─── DOCUMENT SECTION ───

Willie Horton, page 14
We had beaten Gibson in the clinching game. He had struck out 35 Tigers in 27 innings and posted a 1.67 ERA in that series. But when everything was at stake, found a way to beat him. It made the title sweeter that we beat Gibson to earn it.
“We’re champions of the world!” Earl Wilson kept saying over and over in the clubhouse. “We are champions of the world!”
It’s difficult to describe the feelings you have after winning a championship. We were like a family and we celebrated like a family. We were all thrilled for Kaline, who had played for the Tigers since 1953, and had finally won it all. Despite the criticism Mayo took for reconfiguring our regular lineup for Al, he hit .379 in the Series, with 11 hits in 29 at-bats, including two doubles and two home runs. He also had eight RBIs. Only Northrup matched Al’s RBIs.
Meanwhile, Stanley performed extremely well at shortstop—so well that people were saying he should be moved there permanently. He committed a couple of errors, but there wasn’t a moment when anyone on the team believed the move was risky. I was very proud that I batted .304 in the Series, with a double, triple, and home run, plus five walks. Through the years, I’d learned to take what the pitcher gave me. And Gator had taught me to respect those hitting behind me. Those walks seemed like base hits to me in the World Series.
And with an ERA of 1.67 and three victories against the Cardinals, Mickey Lolich deserved the MVP—and he got it.

───

_WRITTEN PROBLEM_
Rewrite the World Series passage starting with "Meanwhile, Stanley performed" and going on through "the World Series.", changing "shortstop" to "second base".

─── DATA LISTING ───

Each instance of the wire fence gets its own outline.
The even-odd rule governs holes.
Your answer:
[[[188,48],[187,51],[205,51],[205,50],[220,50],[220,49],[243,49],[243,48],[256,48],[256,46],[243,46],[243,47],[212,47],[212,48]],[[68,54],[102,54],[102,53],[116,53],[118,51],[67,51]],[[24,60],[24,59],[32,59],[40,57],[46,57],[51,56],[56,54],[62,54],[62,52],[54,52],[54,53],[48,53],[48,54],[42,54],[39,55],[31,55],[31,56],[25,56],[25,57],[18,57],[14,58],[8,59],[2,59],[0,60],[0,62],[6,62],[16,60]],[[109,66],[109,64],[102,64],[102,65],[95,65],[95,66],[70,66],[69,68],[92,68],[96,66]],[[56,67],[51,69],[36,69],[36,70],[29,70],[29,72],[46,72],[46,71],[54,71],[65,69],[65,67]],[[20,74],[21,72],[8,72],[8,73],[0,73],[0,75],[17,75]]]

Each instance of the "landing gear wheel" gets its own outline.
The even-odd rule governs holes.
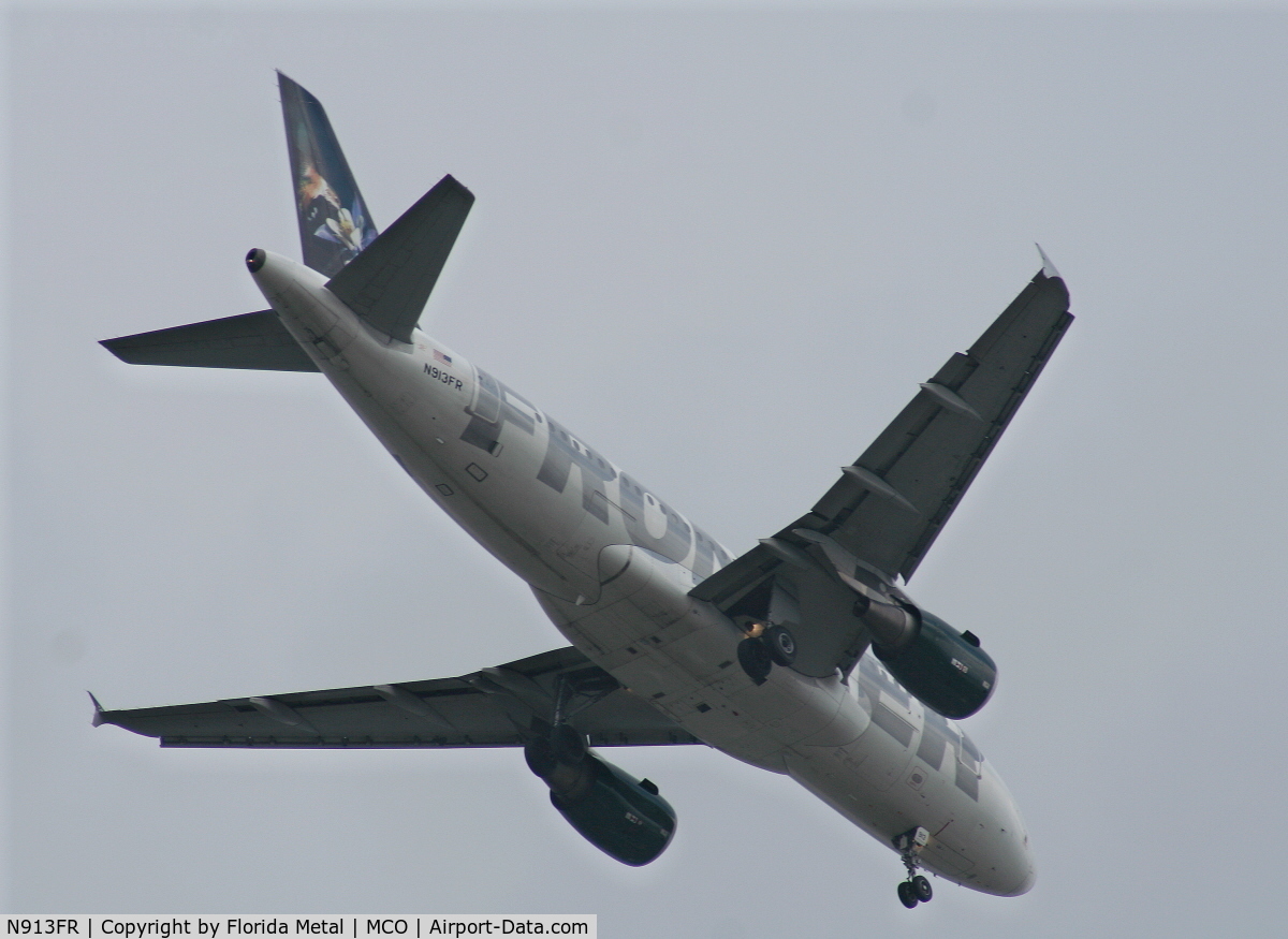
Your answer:
[[[769,657],[775,665],[786,669],[796,661],[796,639],[782,626],[770,626],[765,630],[764,643],[769,647]]]
[[[768,645],[759,639],[747,638],[738,643],[738,665],[747,672],[747,678],[762,685],[769,678],[769,670],[774,667],[774,659]]]
[[[908,882],[912,884],[912,895],[922,903],[929,903],[930,898],[935,895],[935,891],[930,889],[930,881],[920,873]]]

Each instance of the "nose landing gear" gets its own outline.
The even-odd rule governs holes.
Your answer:
[[[935,895],[930,881],[923,875],[917,873],[917,868],[921,866],[918,855],[929,842],[930,832],[920,827],[907,831],[894,840],[894,846],[899,849],[899,860],[908,871],[908,880],[899,885],[899,902],[908,909],[918,903],[927,903]]]

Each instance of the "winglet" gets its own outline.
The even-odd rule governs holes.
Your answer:
[[[1051,259],[1046,256],[1046,251],[1042,250],[1042,246],[1036,241],[1033,242],[1033,246],[1038,250],[1038,255],[1042,258],[1042,273],[1047,277],[1059,277],[1063,281],[1064,278],[1060,277],[1060,272],[1055,269],[1055,264],[1051,263]]]
[[[331,277],[376,238],[367,204],[322,103],[277,73],[304,263]]]
[[[89,699],[94,702],[94,717],[90,720],[90,724],[94,726],[103,726],[103,724],[108,723],[108,720],[103,716],[103,706],[98,703],[98,698],[94,697],[94,692],[86,690],[85,693],[89,696]]]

───

_RESULT FOR THIS TASK_
Meanwhile, Stanley performed extremely well at second base—so well that people were saying he should be moved there permanently. He committed a couple of errors, but there wasn’t a moment when anyone on the team believed the move was risky. I was very proud that I batted .304 in the Series, with a double, triple, and home run, plus five walks. Through the years, I’d learned to take what the pitcher gave me. And Gator had taught me to respect those hitting behind me. Those walks seemed like base hits to me in the World Series.